What the task requires: Revise the passage of the Ibanez game recap that begins with "At +.827 WPA, Ibanez" and ends with "Big, big things.", putting "extra frames" in place of "extra innings".

The bullpen allowed Ibanez to come to bat again in the 12th, an inning he led off against the left-hander Brian Matusz. I’ve been crushing Girardi for leaving Ibanez in against tough southpaws in the late innings of tight games all season, but I am very glad to look like an idiot now. Raul hammered the first pitch of the inning, a high fastball on the outer third, into the second deck in right for a walk-off solo homer. You could see his True Yankee™ wings sprout as he rounded the bases with Yankee Stadium rocking and his teammates waiting at home plate.
At +.827 WPA, Ibanez just had the fifth biggest playoff game in baseball history, and all he saw was three pitches in two at-bats. He also became the first player in baseball history to homer twice in a playoff game he didn’t start. That goes back to 1903. The Orioles had gone 76-0 when leading after seven innings during the regular season, so this was their first loss of 2012 in those situations. Baltimore is also 0-3 against the Yankees in extra innings this year and 16-0 against everyone else. Ibanez made some big things happen in Game Three. Big, big things.

Dataset entries:

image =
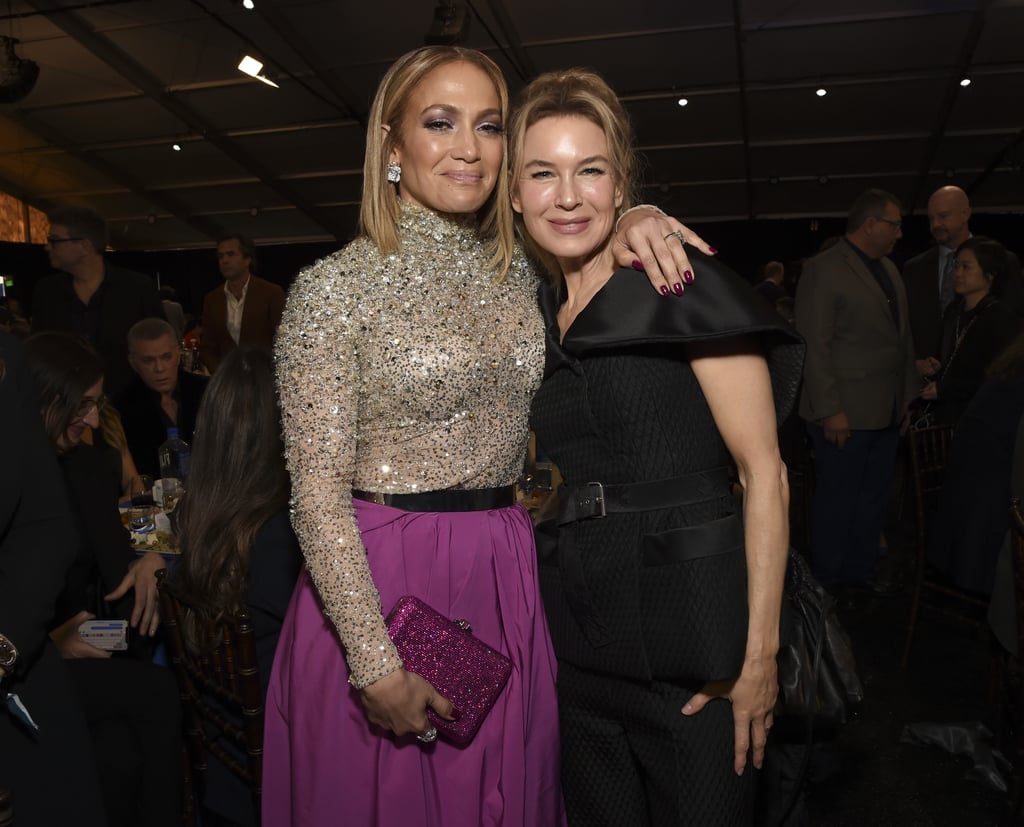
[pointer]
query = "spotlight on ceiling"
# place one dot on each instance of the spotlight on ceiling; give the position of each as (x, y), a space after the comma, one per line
(17, 76)
(251, 67)
(450, 26)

Answer to the problem:
At +.827 WPA, Ibanez just had the fifth biggest playoff game in baseball history, and all he saw was three pitches in two at-bats. He also became the first player in baseball history to homer twice in a playoff game he didn’t start. That goes back to 1903. The Orioles had gone 76-0 when leading after seven innings during the regular season, so this was their first loss of 2012 in those situations. Baltimore is also 0-3 against the Yankees in extra frames this year and 16-0 against everyone else. Ibanez made some big things happen in Game Three. Big, big things.